___ Entries ___

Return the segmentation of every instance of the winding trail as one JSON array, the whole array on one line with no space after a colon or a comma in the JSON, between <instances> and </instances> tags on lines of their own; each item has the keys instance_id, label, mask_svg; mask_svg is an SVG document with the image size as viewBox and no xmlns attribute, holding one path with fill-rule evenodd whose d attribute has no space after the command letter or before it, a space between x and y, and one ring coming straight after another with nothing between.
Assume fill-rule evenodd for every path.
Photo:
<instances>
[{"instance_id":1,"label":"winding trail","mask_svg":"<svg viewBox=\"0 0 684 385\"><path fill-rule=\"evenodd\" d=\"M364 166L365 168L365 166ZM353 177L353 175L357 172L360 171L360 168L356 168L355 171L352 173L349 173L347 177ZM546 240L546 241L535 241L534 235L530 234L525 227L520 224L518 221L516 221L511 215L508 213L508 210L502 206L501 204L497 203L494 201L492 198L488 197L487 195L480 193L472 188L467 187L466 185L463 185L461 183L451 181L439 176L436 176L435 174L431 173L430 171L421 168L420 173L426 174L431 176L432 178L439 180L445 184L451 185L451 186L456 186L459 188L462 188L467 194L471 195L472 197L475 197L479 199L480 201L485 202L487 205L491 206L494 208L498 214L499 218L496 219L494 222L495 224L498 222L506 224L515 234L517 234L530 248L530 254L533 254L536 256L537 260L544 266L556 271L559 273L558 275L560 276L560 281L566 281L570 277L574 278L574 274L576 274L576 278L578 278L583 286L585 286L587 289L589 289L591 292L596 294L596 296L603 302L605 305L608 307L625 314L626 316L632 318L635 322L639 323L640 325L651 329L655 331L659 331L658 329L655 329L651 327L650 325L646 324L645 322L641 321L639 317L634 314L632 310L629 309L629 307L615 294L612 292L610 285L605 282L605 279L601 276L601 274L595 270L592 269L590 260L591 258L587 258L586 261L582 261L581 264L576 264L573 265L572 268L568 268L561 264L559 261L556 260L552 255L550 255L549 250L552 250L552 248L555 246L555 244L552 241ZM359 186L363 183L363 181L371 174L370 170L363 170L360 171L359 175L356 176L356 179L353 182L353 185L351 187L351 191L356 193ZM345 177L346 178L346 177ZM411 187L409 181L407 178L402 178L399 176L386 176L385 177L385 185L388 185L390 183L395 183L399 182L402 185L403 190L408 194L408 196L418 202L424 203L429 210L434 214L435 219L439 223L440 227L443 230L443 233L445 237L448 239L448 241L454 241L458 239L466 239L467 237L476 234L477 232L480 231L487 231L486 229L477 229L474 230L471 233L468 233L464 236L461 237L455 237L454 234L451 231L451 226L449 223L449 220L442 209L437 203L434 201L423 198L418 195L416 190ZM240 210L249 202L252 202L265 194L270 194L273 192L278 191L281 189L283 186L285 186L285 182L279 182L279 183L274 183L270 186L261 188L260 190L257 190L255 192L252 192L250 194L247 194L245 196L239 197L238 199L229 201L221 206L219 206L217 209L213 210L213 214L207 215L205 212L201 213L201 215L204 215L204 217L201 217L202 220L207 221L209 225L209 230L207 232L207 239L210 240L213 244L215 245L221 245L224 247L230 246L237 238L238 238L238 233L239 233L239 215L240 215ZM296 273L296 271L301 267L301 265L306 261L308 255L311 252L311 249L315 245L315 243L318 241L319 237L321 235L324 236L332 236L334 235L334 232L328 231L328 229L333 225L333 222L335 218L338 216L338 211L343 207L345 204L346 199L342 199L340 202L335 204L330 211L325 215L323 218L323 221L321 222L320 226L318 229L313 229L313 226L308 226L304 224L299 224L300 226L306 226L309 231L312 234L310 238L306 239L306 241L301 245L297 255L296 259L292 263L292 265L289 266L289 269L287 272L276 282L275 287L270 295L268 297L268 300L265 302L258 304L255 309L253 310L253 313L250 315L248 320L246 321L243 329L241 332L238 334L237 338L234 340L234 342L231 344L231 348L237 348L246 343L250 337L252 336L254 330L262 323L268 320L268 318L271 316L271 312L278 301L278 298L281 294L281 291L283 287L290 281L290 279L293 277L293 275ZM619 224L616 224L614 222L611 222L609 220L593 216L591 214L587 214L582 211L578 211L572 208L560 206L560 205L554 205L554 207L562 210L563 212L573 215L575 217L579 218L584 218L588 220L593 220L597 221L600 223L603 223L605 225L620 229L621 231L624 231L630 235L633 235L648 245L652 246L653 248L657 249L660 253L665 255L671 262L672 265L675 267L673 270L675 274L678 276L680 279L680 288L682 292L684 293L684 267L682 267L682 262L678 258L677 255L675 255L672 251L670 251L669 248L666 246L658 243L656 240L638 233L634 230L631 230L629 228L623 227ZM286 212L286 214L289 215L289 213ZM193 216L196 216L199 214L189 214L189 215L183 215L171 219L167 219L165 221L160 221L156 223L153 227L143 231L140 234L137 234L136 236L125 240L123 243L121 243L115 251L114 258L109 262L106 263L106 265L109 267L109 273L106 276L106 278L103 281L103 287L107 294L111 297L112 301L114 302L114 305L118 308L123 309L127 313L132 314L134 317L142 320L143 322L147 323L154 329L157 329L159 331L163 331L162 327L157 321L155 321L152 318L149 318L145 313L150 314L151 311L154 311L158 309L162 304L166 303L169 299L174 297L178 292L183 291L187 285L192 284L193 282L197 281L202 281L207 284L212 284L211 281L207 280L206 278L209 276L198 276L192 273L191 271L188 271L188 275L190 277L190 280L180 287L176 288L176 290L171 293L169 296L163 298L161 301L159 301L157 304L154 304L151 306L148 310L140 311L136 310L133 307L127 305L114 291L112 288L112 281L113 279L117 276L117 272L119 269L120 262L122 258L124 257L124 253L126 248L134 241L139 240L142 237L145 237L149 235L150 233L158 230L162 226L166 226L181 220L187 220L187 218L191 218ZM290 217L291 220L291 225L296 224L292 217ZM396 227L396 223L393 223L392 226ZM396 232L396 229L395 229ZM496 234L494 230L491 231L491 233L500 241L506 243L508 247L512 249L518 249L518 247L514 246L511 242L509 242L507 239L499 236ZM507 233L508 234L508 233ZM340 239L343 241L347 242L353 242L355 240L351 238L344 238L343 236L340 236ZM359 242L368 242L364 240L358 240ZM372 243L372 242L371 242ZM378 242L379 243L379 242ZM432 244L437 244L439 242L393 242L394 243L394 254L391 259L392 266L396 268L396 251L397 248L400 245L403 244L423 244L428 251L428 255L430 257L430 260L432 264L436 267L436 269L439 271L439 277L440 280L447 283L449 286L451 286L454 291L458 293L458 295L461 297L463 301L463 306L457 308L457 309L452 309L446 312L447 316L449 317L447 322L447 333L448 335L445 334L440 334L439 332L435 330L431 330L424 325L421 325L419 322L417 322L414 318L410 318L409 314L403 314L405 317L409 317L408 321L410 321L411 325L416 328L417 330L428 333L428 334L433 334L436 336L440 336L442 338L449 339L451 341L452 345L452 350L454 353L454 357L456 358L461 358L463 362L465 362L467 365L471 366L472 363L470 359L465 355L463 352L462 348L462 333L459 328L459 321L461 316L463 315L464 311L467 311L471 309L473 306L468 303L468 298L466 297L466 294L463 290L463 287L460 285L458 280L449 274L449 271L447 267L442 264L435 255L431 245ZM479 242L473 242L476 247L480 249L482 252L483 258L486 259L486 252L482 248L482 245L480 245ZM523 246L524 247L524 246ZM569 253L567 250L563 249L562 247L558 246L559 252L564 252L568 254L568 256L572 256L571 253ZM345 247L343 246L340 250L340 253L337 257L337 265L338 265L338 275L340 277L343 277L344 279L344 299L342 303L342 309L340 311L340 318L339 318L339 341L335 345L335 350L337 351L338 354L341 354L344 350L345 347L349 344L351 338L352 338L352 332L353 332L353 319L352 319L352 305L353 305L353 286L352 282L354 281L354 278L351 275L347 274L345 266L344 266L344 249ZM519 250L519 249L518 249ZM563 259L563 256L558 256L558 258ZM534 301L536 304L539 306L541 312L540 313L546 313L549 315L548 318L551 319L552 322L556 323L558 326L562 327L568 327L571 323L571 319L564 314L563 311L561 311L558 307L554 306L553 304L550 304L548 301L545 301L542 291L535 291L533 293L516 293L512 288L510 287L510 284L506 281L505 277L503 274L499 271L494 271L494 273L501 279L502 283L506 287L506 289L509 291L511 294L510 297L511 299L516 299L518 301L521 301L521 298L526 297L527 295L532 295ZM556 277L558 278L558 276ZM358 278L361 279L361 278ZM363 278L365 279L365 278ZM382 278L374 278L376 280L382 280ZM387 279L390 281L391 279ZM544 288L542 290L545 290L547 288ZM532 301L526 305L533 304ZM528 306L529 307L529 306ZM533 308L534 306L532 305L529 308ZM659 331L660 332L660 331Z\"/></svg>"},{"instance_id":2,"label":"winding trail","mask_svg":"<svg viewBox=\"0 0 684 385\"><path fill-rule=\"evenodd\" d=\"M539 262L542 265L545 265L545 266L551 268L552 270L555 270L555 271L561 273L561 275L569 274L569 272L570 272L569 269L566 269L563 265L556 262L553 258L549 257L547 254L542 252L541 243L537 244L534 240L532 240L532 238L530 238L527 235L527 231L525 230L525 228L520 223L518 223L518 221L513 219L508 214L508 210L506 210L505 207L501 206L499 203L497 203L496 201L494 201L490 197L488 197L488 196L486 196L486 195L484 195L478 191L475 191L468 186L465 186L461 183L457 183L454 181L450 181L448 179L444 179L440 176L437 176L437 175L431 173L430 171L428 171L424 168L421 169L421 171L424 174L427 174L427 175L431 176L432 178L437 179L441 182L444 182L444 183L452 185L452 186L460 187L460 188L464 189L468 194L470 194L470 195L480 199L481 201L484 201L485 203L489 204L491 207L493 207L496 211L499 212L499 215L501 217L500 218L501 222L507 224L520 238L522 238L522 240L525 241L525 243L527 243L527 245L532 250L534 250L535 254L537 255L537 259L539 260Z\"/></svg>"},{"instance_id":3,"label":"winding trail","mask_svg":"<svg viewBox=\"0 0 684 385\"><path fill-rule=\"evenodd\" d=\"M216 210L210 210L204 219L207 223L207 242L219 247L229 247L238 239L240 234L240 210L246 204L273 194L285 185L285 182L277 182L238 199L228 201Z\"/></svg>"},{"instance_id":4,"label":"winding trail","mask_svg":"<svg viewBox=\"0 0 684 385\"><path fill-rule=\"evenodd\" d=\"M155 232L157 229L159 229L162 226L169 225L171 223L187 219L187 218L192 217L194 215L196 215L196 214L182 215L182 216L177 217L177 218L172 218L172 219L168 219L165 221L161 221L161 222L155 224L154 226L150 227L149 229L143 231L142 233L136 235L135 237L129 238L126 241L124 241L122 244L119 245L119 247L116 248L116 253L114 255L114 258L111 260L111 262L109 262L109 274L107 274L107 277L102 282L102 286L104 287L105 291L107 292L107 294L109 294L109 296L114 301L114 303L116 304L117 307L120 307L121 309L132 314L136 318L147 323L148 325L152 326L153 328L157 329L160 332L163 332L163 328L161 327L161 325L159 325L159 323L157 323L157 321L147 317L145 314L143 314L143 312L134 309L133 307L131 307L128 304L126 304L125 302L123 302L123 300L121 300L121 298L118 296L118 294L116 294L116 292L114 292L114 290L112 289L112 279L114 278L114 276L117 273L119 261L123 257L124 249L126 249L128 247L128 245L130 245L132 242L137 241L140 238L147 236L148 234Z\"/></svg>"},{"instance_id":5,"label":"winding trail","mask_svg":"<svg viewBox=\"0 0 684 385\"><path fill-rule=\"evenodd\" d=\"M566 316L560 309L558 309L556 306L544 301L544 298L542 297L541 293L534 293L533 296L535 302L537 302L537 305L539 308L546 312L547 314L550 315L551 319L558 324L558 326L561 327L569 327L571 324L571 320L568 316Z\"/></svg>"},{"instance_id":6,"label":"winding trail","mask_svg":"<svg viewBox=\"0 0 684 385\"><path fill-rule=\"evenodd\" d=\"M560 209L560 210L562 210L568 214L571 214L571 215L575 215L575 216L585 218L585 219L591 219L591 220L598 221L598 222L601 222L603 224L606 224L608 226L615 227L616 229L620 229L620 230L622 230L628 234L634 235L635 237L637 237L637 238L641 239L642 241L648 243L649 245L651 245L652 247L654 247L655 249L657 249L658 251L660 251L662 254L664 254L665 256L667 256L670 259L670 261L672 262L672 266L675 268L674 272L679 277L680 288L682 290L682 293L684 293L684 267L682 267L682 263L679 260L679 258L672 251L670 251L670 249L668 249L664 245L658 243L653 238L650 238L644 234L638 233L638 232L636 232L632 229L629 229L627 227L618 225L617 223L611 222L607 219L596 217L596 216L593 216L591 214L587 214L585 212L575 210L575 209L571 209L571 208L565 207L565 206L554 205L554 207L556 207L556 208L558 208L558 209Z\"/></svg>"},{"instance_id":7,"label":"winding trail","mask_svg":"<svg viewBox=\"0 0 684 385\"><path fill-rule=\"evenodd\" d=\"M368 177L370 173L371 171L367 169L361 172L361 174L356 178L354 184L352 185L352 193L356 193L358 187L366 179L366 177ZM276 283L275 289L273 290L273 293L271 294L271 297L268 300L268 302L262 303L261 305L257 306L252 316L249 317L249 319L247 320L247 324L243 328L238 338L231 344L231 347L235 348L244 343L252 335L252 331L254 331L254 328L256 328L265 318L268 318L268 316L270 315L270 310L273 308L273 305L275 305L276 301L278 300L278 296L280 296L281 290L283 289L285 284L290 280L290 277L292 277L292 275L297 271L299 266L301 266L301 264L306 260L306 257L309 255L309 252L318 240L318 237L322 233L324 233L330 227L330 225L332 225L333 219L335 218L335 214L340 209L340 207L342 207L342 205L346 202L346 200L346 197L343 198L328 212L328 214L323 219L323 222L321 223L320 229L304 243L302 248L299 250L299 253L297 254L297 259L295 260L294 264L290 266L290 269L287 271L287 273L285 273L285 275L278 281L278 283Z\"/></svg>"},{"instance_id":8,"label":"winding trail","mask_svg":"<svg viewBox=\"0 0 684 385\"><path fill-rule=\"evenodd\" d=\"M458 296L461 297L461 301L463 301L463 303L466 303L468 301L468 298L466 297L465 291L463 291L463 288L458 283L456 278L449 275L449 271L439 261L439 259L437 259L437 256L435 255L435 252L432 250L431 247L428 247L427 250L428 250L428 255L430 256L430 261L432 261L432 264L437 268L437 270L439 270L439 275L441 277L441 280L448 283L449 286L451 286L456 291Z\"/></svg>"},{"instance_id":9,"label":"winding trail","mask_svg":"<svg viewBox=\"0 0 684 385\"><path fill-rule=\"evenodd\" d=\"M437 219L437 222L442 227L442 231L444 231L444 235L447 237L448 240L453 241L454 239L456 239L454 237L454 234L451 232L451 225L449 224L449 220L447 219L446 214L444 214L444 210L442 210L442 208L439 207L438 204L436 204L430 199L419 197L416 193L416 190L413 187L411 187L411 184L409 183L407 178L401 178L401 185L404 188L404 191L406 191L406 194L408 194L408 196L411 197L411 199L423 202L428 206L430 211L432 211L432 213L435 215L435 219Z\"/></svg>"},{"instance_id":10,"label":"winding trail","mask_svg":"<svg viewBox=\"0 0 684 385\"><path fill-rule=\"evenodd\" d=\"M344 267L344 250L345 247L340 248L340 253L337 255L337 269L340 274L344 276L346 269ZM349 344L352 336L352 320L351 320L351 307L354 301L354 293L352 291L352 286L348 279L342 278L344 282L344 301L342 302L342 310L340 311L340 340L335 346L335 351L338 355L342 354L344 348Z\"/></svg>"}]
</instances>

___

Exercise goal – How many lines of the listing above contain the string "Assume"? Reply with the number only.

The output – 1